• Extracted data
— begin —

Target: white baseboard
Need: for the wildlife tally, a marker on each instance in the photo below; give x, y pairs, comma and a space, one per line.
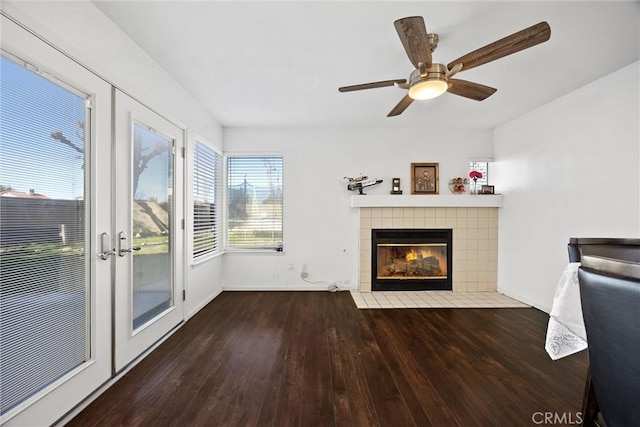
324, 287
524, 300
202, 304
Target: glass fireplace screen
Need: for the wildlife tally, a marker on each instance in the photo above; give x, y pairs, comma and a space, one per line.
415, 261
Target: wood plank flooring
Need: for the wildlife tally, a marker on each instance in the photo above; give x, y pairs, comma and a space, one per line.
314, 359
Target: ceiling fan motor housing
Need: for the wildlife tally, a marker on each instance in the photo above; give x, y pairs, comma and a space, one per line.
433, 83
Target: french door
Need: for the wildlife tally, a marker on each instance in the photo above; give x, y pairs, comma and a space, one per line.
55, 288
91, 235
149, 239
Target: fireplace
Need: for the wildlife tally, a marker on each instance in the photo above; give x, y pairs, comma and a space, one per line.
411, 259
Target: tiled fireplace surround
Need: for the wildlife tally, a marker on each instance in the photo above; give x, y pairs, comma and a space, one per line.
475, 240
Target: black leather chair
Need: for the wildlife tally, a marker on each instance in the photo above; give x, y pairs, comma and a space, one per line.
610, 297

— end —
— begin —

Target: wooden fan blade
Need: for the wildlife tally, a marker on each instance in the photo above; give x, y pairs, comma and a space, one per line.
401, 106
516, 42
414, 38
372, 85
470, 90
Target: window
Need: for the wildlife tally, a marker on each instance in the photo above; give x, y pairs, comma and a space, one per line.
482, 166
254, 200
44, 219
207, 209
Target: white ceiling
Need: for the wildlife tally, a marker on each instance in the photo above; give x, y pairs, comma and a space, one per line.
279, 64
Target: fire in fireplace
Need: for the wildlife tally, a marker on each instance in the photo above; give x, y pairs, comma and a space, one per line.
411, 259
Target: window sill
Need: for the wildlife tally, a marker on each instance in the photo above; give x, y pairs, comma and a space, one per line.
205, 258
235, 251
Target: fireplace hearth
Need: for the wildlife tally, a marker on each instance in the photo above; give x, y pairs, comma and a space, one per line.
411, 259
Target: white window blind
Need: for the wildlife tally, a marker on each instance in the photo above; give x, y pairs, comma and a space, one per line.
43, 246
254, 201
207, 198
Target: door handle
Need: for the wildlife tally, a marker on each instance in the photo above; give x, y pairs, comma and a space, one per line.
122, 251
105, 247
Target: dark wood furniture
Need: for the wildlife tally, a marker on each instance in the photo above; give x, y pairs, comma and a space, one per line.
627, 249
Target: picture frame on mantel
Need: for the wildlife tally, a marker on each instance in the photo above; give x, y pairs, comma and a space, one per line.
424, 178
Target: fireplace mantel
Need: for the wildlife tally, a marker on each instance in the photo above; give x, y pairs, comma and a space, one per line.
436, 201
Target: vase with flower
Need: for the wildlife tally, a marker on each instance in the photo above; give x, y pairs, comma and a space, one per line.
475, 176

— end —

• Written instruction
Identify each line in the entries above that contains the word "mantel" and copy every one of those lines in full.

• Result
Target: picture frame on mantel
Target: fireplace mantel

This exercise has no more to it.